__Exercise brief__.
Continue the news analysis about House Speaker Michael Madigan's pension-reform plan, picking up right after its last sentence.

__Text segment__.
□ □ □ □ □ □ □

Analysis: Madigan pushes pension plan; unions balk, Senate vote uncertain
BY DAVE MCKINNEY AND ZACH BUCHHEIT Staff Reporters May 1, 2013 6:42PM
Updated: June 3, 2013 3:43PM
SPRINGFIELD — There’s a political axiom at the Statehouse that embodies House Speaker Michael Madigan’s record-setting tenure as the Illinois House’s overlord: Never bet against the speaker.
And so it goes with the pension-reform package that the Southwest Side Democrat muscled out of a House committee on Wednesday — putting it on a clear track toward Gov. Pat Quinn’s desk despite anger from unions and an uncertain reception in the state Senate.
With Madigan putting his name and full weight behind this plan, an aura of inevitability on pension reform descended on the state Capitol for the first time since Quinn began noisily beating the drum on the issue shortly after taking office in 2009.
“There is an air of finality that’s attached to this,” one top Democratic insider said. “I think this probably is the ballgame.”
Madigan gutted a Senate-passed plan, written by Senate President John Cullerton (D-Chicago), that applied to only one of the state’s five retirement systems. Cullerton’s plan also adhered to a legal theory he championed that would have retirees decide for themselves whether to give up a compounding, annual 3-percent pension boost or forego state-subsidized health insurance — an approach Cullerton insisted was the only way to reel in pension costs and still be constitutional.

□ □ □ □ □ □ □

__Information provided__.
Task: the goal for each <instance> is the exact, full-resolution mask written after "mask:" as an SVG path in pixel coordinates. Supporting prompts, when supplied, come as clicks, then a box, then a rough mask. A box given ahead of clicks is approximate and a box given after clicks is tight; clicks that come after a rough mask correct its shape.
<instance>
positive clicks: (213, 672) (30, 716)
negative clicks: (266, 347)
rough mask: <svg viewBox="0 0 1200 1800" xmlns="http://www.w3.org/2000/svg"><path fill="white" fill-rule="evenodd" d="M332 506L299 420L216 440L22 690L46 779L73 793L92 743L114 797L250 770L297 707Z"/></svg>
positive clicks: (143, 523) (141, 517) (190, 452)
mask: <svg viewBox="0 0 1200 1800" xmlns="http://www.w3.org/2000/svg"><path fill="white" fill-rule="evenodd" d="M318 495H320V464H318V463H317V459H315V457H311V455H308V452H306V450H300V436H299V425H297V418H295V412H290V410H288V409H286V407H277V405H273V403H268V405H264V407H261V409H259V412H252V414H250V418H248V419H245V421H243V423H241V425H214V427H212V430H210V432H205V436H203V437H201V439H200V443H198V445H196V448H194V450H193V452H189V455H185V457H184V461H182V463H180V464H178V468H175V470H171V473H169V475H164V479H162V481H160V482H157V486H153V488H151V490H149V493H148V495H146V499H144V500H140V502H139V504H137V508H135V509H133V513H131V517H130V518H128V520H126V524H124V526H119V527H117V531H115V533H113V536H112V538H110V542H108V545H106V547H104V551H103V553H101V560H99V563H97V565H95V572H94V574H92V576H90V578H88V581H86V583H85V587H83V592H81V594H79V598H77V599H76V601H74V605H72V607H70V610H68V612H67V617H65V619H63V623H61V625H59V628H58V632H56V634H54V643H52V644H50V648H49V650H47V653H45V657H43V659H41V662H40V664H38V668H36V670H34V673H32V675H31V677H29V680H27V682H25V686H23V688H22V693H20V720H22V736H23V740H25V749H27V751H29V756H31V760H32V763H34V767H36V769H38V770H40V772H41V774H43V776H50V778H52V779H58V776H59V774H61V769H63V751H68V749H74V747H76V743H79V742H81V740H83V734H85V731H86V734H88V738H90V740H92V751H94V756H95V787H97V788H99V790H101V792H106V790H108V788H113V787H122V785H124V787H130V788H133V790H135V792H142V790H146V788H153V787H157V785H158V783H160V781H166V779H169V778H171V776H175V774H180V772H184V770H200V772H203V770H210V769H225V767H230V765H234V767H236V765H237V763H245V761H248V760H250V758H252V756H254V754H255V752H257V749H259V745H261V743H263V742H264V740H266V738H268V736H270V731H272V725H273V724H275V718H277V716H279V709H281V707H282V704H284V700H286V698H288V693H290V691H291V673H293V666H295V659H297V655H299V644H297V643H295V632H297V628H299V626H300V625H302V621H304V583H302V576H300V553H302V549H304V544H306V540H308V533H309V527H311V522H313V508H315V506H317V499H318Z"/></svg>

□ □ □ □ □ □ □

__Exercise result__.
Madigan abandoned both concepts in his plan.
“This amendment would offer comprehensive reform to the Illinois pension systems,” Madigan told members of the House Personnel and Pensions Committee. “It would bring solvency and stability to the four [pension] systems.”
If the speaker’s authorship of the new pension bill weren’t enough, the top House Republican, Minority Leader Tom Cross (R-Oswego), signed on to Madigan’s plan Wednesday, making it a virtual lock to get out of the House when it comes up for a likely vote Thursday.
“I just got the sense in the room today that this is real,” Cross said after the committee vote. “It’s just a gut. I don’t like to predict anything in this building, but I think this is real in the House. But again, I think the million-dollar question is what happens over in the Senate.”
Traction for Madigan’s bill rests partly with his decision to re-channel his longstanding demand that Downstate and suburban school districts pick up the state’s tab for funding educators’ pensions. That provision, a nonstarter for Republicans in Springfield, isn’t in Madigan’s plan, though he said he will try to move it separately later this month.
The speaker’s measure would wipe out as much as $30 billion of the nearly $100 billion unfunded pension liability the state faces and fully fund the pension systems by 2045, though unions bashed the approach from the get-go Wednesday.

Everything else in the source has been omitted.